Give the data below again, word for word.

MATERIAL SUPPLIED Start Marker

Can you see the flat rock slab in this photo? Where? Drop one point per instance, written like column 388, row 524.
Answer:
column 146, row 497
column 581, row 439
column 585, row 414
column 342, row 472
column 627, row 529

MATERIAL SUPPLIED End Marker

EXERCISE SOLUTION:
Can you see the flat rock slab in this photo? Where? Drop one point per instance, written like column 388, row 524.
Answer:
column 146, row 497
column 581, row 439
column 585, row 414
column 342, row 472
column 627, row 529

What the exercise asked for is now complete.